This quote shows when it is best to use the grounded theory methodology. It provides useful tools to learn about individuals perceptions and feelings regarding a particular subject area. In my case the aim of the research is to get the perception of people on management and leadership skills and the need to distinguish them. Grounded theory methodology has the following traits similar to other qualitative methods; focus on everyday life experiences, valuing participants perspectives, interactive process between researcher and respondents and primarily descriptive and relying on peoples words (Marshall and Rossman, 1999).

Grounded theory originated from the USA in the 1960s in the fields of health. It advocates creating new theory consisting of interrelated concepts rather than testing existing theories (Strauss & Corbin, 1967).A study guided by this theory aims to explain and at times even predict phenomena based on empirical data.

Data Collection and Analysis in Grounded Theory

Grounded theory uses theoretical sampling which is a form of purposive sampling, where participants are selected according to the researchers specific criteria and based on initial findings. Data collection and analysis take place in alternating sequence. Due to this, development and identification of variables takes place as part of data collection. Hence, the variables are initiated by the interviewee and further developed by the researcher .Data is collected until no new or relevant data emerges regarding a category, and there is an establishment of a relationship between categories (Strauss & Corbin, 1998)

Interview questions should give as little guidance as possible to allow interviewees to express what is important to them .The researcher should then extract those experiences important to the interviewee by assigning a conceptual label known as a code. When these codes are grouped, they will eventually form the basis for the developing theory.

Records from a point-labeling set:
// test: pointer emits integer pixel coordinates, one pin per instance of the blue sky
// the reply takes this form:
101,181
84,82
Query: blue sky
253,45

● **Stated task**
Answer these questions using the grounded theory passage.
1. Where and in what decade did grounded theory originate?
2. What type of sampling does grounded theory use?
3. What is the conceptual label that the researcher assigns to experiences important to the interviewee called?

● **Response below**
1. In the USA, in the 1960s.
2. Theoretical sampling, a form of purposive sampling.
3. A code.